Records contained in a dataset:
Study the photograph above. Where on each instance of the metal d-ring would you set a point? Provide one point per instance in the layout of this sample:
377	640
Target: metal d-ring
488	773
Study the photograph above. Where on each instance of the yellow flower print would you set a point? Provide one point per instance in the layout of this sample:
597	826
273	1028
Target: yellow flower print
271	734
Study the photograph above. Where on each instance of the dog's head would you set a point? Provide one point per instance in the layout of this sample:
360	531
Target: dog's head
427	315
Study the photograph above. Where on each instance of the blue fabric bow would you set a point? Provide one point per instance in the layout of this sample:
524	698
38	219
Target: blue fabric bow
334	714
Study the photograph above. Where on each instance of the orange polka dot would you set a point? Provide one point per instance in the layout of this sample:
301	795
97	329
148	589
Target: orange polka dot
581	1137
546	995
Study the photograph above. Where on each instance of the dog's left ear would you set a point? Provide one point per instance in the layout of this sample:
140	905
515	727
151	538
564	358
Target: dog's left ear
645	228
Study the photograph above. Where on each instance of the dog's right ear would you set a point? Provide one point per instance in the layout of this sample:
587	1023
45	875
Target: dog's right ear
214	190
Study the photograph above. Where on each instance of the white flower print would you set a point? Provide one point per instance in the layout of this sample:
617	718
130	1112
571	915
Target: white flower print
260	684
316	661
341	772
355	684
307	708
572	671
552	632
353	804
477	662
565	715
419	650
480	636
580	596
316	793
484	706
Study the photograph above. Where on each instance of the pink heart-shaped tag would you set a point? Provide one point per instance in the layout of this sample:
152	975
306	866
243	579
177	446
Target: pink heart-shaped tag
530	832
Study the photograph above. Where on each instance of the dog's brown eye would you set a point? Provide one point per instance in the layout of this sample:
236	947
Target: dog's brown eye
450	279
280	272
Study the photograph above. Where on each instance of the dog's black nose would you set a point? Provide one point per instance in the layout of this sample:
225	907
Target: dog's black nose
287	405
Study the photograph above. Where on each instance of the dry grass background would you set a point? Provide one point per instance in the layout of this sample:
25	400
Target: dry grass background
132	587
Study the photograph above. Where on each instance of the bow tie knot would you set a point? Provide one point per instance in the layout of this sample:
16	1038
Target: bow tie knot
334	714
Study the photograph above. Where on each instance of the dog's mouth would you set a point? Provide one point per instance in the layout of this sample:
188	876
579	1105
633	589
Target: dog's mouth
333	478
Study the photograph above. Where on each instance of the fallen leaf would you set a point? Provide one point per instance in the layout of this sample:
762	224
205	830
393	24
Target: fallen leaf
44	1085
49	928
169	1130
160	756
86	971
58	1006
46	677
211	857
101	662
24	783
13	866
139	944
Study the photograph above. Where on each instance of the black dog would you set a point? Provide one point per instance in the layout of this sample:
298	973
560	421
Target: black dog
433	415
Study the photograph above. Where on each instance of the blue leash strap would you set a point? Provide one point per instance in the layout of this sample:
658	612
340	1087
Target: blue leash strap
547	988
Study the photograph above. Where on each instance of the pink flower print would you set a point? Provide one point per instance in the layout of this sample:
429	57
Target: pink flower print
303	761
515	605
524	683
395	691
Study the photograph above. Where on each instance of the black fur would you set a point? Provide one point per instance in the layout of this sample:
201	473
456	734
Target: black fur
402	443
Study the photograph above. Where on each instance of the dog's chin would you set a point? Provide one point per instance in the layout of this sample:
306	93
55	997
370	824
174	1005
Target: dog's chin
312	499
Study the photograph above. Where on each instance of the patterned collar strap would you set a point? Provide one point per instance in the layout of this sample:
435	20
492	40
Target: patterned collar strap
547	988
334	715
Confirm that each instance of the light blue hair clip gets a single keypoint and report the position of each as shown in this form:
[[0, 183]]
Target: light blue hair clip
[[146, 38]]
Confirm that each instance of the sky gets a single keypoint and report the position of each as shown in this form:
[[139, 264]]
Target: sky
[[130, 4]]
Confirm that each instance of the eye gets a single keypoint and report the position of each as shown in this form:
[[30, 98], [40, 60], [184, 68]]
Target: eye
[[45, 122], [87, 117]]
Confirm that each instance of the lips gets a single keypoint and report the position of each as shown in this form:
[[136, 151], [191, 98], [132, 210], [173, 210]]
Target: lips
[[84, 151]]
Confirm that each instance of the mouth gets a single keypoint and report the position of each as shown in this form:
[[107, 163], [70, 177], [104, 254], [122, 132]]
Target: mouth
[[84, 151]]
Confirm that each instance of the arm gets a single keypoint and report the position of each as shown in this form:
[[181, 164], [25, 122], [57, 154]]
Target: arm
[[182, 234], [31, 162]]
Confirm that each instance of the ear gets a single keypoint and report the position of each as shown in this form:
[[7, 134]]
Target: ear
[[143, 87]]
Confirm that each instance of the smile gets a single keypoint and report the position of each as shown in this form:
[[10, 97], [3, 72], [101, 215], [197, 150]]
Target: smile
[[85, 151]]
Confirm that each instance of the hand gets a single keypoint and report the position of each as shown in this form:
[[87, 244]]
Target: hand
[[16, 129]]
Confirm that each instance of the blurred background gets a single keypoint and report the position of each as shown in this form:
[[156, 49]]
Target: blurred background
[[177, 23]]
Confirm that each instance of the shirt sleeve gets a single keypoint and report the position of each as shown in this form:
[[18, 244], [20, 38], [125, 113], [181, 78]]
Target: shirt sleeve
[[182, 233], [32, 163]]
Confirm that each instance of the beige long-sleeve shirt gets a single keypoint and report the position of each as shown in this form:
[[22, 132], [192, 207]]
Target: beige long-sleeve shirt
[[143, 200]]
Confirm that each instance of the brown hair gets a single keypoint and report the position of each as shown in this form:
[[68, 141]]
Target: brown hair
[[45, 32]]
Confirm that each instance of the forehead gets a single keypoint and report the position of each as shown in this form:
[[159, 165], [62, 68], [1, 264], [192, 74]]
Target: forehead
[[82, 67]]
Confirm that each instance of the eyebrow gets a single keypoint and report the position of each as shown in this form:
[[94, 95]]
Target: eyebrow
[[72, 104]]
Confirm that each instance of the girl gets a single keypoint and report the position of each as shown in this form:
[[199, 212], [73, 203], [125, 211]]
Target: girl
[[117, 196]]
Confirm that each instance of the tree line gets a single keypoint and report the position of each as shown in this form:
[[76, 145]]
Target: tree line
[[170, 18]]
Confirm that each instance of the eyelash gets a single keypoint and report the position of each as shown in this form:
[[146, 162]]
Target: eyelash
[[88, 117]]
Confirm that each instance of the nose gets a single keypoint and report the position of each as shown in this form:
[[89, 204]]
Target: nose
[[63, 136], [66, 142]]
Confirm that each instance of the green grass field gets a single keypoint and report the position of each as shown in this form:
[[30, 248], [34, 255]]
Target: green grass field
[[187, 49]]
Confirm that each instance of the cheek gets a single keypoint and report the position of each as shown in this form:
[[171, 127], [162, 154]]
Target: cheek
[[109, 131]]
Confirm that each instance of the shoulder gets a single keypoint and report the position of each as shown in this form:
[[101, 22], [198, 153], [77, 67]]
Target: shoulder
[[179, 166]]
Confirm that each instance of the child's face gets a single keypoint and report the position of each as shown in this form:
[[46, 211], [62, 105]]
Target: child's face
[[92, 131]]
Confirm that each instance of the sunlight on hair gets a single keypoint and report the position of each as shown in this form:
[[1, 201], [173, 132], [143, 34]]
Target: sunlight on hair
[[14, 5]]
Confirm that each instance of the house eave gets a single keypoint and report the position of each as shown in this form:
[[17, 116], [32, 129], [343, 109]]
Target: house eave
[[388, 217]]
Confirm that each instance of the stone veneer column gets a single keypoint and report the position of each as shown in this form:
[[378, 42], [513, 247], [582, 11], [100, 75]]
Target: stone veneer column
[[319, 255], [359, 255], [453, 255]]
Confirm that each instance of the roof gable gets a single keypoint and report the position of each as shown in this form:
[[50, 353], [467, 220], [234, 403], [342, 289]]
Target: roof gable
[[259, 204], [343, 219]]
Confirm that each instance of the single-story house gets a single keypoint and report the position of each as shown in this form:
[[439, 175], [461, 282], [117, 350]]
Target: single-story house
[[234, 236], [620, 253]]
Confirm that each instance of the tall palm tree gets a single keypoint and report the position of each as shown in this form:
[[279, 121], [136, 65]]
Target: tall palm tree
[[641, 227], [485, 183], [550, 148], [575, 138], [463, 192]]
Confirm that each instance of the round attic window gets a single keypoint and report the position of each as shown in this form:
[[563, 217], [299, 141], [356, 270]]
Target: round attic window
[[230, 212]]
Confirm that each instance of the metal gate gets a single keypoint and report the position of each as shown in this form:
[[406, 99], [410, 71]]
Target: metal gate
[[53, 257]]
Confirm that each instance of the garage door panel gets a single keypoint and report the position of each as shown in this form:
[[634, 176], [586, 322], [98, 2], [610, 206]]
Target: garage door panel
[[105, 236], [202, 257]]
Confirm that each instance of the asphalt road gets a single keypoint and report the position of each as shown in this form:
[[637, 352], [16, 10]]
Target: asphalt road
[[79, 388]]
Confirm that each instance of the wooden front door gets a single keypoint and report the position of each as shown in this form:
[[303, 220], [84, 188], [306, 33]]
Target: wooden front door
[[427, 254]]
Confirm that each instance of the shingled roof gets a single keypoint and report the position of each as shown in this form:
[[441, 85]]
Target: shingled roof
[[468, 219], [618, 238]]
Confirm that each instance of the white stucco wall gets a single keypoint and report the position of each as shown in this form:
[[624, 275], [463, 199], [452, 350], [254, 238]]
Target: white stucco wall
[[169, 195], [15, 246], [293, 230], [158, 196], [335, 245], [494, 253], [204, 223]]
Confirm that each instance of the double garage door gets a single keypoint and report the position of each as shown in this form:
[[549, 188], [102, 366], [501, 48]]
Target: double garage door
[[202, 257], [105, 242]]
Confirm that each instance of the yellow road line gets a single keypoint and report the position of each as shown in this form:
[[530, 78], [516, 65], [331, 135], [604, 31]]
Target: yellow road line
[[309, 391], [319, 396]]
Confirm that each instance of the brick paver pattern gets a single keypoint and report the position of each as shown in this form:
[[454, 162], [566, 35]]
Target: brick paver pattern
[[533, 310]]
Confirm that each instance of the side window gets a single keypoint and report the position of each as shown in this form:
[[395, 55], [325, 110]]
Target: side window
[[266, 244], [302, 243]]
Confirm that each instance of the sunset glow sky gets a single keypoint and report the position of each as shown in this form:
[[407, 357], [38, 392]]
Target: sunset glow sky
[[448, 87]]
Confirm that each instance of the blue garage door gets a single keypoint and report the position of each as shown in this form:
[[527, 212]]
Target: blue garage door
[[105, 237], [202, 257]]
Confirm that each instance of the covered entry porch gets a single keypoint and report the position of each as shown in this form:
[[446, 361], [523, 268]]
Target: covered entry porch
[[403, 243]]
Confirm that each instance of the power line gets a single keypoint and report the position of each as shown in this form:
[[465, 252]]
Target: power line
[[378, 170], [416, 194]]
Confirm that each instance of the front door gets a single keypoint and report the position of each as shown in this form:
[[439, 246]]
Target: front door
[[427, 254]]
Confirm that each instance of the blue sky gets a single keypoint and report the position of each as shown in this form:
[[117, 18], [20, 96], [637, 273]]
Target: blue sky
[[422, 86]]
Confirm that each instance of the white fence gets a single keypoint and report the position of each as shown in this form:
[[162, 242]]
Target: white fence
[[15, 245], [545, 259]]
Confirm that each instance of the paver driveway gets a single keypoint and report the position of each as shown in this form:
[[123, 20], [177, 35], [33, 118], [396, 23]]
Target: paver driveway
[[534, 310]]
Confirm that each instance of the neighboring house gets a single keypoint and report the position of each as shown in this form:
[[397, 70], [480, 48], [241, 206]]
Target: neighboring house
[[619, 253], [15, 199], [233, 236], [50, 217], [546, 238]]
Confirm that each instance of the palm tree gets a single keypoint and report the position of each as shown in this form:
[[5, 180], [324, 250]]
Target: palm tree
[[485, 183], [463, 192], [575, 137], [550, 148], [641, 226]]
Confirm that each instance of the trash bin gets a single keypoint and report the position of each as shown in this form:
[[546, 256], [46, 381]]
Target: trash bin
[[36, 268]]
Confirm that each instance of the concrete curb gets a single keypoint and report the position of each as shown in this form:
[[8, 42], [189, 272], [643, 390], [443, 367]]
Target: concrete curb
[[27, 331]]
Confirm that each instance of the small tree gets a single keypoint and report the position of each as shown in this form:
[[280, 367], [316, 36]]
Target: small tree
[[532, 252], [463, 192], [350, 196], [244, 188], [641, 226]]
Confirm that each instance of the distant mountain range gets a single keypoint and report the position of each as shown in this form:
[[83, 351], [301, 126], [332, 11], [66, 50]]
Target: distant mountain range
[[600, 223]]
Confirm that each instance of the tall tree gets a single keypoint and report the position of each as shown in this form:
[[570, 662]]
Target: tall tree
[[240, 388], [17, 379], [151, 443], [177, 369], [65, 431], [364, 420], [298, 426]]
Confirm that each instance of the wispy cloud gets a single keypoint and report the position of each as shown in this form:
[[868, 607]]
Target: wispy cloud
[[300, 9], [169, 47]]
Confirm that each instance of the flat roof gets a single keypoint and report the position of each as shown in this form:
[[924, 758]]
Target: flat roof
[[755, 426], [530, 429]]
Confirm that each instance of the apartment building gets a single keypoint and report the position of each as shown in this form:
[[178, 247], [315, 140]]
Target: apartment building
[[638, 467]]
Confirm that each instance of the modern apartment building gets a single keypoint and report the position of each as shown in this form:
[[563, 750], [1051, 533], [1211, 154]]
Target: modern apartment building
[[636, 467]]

# YOUR GOAL
Could you return exactly the stretch of the data above that starts at the line with "[[439, 175], [461, 282], [117, 350]]" and ends at the line with "Confirm that each instance of the round", both lines included?

# SOLUTION FOR THIS EXERCISE
[[439, 175], [461, 282], [117, 350]]
Target: single-story house
[[234, 236], [620, 253]]
Confirm that each instance of the tall palm tree gets a single keypoint and report the position of each as shown in this form:
[[279, 121], [136, 65]]
Target: tall palm tree
[[641, 227], [485, 183], [550, 148], [575, 138], [463, 192]]
Confirm that each instance of the round attic window gets a single keypoint and report the position of each as shown in this form:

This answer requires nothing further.